▶ TO BE DONE:
Copy out every line in the records below that contains the string "metal". Case counts.

▶ SUPPLIED MATERIAL:
========================================
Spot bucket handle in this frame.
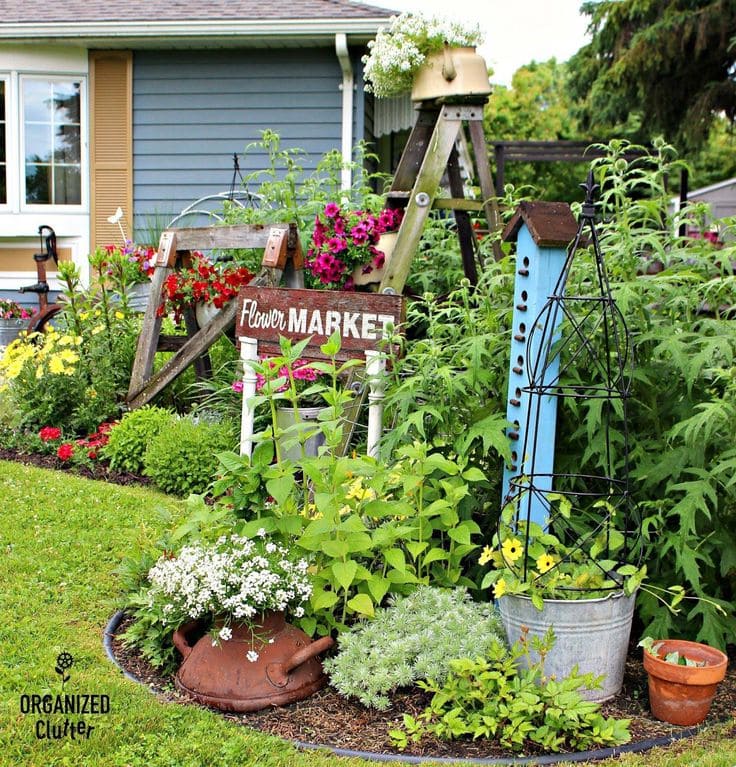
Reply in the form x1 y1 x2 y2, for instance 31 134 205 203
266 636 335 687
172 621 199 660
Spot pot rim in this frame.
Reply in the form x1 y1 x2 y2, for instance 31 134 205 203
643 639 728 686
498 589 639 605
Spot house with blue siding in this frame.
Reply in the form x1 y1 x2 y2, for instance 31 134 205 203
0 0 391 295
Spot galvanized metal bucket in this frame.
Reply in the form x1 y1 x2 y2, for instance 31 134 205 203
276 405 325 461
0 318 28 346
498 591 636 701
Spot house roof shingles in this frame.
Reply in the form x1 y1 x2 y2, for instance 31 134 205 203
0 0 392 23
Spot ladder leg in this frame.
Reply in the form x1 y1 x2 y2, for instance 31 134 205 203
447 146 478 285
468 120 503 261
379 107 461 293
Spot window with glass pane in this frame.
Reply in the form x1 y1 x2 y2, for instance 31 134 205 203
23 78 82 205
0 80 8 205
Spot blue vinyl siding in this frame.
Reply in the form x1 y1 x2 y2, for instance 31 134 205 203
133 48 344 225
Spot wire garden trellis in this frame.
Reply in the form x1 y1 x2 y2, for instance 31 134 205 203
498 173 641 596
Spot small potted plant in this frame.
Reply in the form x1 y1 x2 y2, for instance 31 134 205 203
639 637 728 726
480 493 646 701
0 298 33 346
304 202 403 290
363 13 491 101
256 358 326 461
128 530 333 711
========================================
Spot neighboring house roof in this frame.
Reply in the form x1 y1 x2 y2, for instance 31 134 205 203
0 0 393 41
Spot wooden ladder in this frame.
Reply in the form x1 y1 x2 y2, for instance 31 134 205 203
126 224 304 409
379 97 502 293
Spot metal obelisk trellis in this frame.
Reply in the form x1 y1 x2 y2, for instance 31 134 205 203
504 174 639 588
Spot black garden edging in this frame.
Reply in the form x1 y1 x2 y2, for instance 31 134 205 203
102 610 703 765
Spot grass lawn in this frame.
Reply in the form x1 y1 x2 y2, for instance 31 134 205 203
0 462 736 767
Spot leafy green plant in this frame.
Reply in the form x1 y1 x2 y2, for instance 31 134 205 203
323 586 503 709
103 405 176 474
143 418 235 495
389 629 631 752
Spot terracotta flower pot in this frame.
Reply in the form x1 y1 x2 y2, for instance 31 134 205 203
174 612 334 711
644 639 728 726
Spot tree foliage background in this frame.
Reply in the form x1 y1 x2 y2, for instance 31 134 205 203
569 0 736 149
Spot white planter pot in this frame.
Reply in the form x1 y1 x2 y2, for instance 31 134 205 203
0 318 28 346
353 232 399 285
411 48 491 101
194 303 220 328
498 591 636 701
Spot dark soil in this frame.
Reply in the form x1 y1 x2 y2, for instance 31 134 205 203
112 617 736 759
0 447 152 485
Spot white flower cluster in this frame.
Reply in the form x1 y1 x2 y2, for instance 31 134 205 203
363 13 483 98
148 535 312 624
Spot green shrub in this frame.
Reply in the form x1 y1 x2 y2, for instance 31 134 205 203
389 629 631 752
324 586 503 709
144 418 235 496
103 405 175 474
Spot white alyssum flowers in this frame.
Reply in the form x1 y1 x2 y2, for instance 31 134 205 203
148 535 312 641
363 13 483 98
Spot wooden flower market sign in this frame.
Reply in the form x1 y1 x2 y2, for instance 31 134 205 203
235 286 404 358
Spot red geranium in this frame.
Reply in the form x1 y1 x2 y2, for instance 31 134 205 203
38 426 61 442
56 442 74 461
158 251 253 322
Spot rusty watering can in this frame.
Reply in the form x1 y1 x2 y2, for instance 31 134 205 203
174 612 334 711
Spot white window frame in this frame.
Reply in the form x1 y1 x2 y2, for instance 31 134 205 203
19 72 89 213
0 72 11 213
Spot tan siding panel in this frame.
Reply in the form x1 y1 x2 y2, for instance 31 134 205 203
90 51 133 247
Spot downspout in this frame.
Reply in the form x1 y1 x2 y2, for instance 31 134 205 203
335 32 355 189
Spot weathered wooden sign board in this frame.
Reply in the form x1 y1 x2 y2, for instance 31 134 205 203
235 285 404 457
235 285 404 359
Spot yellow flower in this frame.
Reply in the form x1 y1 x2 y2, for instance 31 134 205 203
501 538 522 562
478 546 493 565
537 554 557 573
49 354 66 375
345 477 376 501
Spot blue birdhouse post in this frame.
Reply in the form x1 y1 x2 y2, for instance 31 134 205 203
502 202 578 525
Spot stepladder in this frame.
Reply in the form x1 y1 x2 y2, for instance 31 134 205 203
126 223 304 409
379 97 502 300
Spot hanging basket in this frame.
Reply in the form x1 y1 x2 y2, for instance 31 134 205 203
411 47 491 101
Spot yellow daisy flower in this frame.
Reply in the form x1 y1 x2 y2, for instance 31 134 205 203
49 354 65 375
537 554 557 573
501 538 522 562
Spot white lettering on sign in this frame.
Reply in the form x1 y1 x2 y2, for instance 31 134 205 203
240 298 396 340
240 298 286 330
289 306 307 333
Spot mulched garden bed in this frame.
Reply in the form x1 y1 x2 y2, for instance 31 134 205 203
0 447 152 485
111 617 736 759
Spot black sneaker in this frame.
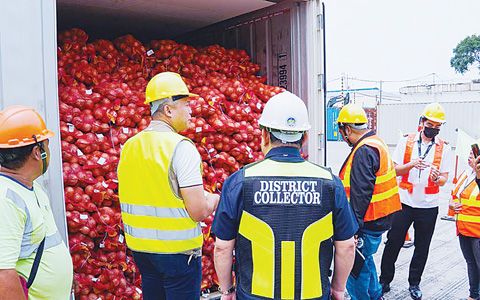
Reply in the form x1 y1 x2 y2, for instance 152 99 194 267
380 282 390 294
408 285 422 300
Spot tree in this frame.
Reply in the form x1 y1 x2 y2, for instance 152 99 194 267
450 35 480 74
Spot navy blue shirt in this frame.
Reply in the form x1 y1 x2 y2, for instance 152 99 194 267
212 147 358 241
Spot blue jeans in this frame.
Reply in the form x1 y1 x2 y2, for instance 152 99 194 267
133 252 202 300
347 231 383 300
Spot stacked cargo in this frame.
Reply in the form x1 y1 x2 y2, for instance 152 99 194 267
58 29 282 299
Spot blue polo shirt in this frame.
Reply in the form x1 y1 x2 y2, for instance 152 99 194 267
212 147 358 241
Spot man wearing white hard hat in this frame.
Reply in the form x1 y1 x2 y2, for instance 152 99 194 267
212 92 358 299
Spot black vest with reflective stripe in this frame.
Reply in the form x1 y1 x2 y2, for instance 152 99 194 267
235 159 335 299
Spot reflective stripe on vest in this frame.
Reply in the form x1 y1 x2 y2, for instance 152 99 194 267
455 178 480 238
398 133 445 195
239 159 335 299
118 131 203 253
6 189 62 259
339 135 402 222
========================================
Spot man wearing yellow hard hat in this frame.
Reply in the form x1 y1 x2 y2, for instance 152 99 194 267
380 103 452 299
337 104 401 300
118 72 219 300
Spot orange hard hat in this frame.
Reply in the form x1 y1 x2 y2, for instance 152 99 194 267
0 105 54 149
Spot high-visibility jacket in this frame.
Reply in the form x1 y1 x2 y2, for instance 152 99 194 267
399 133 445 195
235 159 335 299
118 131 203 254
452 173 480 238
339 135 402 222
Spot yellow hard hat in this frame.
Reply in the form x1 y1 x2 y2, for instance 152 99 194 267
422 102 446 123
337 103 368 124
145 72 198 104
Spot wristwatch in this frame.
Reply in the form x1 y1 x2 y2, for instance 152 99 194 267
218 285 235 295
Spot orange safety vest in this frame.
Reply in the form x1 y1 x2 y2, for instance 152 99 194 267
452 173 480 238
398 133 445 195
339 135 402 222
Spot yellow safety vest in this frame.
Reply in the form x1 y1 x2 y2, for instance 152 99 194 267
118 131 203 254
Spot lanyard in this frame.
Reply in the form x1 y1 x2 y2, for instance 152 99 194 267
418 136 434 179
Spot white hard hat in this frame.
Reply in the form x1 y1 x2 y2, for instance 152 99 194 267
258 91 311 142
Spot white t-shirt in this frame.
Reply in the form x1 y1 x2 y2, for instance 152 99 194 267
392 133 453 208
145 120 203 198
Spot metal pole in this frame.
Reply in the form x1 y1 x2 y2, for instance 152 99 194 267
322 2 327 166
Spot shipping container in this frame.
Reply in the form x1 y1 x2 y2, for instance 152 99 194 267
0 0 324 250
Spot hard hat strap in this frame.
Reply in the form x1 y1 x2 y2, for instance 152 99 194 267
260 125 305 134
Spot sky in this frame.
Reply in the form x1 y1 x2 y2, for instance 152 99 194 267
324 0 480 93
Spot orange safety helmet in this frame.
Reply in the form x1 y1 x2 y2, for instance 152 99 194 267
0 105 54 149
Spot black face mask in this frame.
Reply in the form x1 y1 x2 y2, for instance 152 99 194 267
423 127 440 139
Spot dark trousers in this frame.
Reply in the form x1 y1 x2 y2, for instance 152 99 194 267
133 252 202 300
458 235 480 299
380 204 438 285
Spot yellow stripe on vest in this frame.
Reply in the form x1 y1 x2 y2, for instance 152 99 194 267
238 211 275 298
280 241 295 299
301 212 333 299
========================================
▶ THE RESPONSE:
Spot galvanized metal bucket in this frame.
Spot metal obelisk trellis in this frame.
Spot metal pole in this frame.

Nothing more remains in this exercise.